*Work instruction:*
Each line below that carries the string "cooler" must appear in the answer.

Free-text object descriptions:
##############################

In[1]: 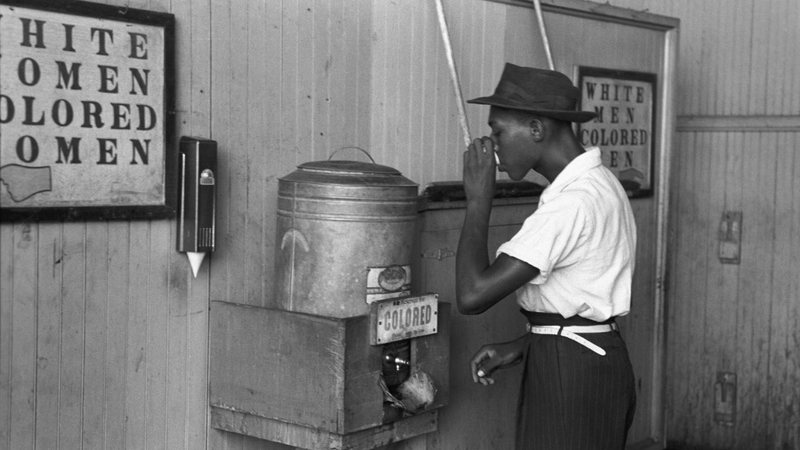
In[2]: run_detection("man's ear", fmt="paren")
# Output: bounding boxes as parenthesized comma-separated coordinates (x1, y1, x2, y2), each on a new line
(529, 118, 544, 142)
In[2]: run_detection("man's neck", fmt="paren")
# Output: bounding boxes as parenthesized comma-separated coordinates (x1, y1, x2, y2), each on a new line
(537, 133, 584, 183)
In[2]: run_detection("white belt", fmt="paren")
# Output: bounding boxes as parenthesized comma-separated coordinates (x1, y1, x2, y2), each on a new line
(525, 322, 618, 356)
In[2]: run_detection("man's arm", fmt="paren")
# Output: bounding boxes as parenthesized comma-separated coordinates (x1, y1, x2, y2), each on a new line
(456, 228, 539, 314)
(455, 138, 539, 314)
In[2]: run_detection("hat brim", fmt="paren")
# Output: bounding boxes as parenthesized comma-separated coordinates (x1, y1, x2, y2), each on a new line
(468, 95, 597, 123)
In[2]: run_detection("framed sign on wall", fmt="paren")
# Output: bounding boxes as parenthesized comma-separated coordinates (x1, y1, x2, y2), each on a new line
(0, 0, 175, 221)
(576, 66, 656, 198)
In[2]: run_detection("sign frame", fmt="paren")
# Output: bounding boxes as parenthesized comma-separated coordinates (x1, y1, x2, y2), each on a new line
(370, 294, 439, 345)
(576, 66, 657, 198)
(0, 0, 176, 221)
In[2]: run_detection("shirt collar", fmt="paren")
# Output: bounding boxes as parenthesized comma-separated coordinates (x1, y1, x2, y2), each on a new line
(539, 147, 602, 204)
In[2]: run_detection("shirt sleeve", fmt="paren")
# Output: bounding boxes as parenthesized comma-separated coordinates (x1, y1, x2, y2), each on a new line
(496, 193, 590, 284)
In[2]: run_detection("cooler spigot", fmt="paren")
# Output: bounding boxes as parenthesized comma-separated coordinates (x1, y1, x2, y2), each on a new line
(385, 354, 410, 372)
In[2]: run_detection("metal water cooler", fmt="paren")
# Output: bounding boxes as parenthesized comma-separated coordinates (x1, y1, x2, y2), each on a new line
(209, 157, 450, 449)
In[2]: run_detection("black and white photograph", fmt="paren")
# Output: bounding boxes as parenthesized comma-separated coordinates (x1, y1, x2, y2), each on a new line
(0, 1, 797, 449)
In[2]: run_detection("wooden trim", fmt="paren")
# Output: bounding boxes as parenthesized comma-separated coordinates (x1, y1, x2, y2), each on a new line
(489, 0, 680, 30)
(676, 115, 800, 132)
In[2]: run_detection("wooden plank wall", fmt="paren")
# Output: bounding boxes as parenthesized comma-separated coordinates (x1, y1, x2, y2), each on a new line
(368, 0, 507, 184)
(0, 0, 674, 449)
(592, 0, 800, 448)
(8, 0, 798, 449)
(1, 0, 374, 449)
(1, 0, 213, 448)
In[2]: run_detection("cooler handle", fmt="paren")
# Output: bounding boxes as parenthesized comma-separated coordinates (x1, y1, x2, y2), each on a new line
(328, 146, 376, 164)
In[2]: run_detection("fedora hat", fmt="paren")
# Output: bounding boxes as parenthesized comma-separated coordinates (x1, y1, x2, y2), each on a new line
(467, 63, 596, 123)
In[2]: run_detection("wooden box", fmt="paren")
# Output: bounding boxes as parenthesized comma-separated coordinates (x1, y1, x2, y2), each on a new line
(209, 301, 450, 449)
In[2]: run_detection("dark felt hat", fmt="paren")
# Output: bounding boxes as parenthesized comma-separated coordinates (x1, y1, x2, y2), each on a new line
(467, 63, 596, 123)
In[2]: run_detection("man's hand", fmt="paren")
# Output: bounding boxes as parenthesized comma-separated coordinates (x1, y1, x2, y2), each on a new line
(463, 136, 497, 204)
(470, 336, 527, 385)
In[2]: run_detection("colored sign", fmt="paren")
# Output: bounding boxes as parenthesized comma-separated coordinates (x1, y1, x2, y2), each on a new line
(373, 294, 438, 344)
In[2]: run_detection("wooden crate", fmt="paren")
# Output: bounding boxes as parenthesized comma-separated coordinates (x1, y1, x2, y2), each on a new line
(209, 301, 450, 449)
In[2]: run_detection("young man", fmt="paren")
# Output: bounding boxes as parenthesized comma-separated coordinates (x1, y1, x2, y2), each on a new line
(456, 63, 637, 449)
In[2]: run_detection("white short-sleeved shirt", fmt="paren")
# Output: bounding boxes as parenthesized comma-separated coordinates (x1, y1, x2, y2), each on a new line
(496, 147, 637, 322)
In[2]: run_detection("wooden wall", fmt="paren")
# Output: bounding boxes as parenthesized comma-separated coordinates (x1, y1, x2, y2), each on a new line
(0, 0, 676, 449)
(1, 0, 375, 448)
(1, 0, 212, 447)
(6, 0, 797, 449)
(593, 0, 800, 448)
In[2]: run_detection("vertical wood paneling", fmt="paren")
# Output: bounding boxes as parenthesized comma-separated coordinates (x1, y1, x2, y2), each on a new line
(34, 223, 62, 450)
(369, 1, 390, 170)
(394, 0, 414, 174)
(737, 131, 777, 448)
(253, 0, 284, 309)
(213, 0, 248, 306)
(165, 232, 188, 450)
(369, 0, 506, 187)
(597, 1, 800, 447)
(243, 0, 269, 306)
(1, 1, 795, 450)
(11, 223, 38, 449)
(706, 132, 741, 448)
(0, 223, 13, 448)
(748, 3, 769, 115)
(125, 223, 149, 450)
(106, 222, 130, 450)
(59, 224, 86, 450)
(82, 223, 108, 449)
(2, 0, 367, 448)
(177, 2, 211, 446)
(665, 130, 800, 449)
(700, 132, 724, 445)
(608, 0, 800, 117)
(312, 1, 331, 162)
(144, 221, 169, 450)
(278, 1, 300, 177)
(686, 132, 710, 442)
(664, 131, 688, 442)
(767, 132, 799, 449)
(297, 1, 314, 166)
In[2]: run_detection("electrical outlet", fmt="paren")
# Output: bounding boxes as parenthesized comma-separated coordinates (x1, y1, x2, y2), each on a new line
(718, 211, 742, 264)
(714, 371, 736, 426)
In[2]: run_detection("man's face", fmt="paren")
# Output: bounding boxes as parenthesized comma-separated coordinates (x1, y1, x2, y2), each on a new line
(487, 107, 538, 181)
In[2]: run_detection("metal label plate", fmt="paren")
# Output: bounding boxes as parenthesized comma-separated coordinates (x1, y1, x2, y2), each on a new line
(374, 294, 438, 344)
(365, 265, 411, 303)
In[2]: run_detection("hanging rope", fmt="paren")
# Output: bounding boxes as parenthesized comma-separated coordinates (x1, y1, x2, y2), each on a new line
(434, 0, 472, 148)
(532, 0, 555, 70)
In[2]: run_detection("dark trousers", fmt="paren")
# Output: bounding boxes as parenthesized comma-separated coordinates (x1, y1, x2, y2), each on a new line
(516, 312, 636, 450)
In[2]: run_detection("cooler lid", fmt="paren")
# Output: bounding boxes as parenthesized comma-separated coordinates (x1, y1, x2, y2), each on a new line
(297, 160, 401, 176)
(280, 159, 417, 189)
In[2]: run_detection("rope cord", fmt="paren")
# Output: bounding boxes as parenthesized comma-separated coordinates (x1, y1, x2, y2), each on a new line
(532, 0, 555, 70)
(434, 0, 472, 148)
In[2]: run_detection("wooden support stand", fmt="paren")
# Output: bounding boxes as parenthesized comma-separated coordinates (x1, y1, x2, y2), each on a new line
(209, 301, 450, 449)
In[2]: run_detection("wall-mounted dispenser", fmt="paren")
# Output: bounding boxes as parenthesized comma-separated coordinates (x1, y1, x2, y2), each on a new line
(176, 136, 217, 277)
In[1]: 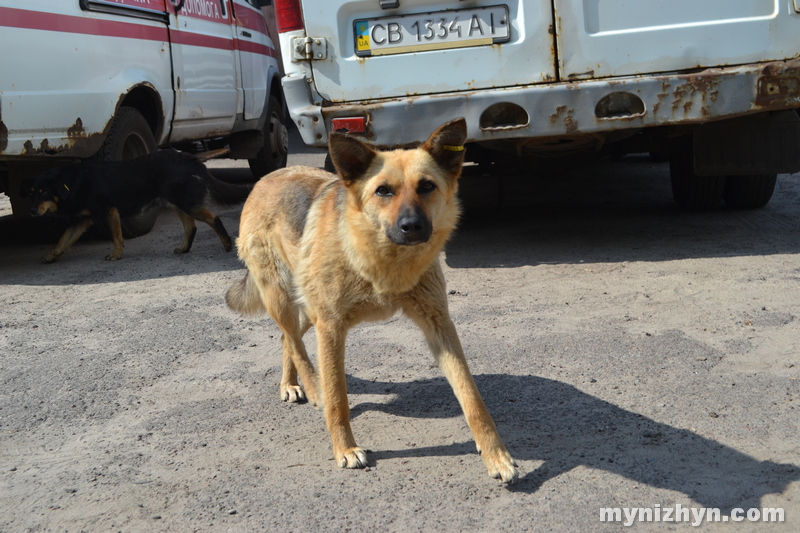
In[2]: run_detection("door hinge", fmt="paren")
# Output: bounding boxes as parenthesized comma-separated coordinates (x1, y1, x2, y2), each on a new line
(291, 37, 328, 61)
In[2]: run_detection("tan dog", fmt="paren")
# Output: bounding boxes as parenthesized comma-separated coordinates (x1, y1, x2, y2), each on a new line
(226, 118, 519, 483)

##############################

*Solution to the exercise:*
In[2]: run_detection("cooler spigot", fmt="paren")
In[2]: run_detection("metal water cooler", fmt="paren")
In[2]: run_detection("cooler handle", fmt="paren")
In[2]: run_detection("cooler lid", fmt="paren")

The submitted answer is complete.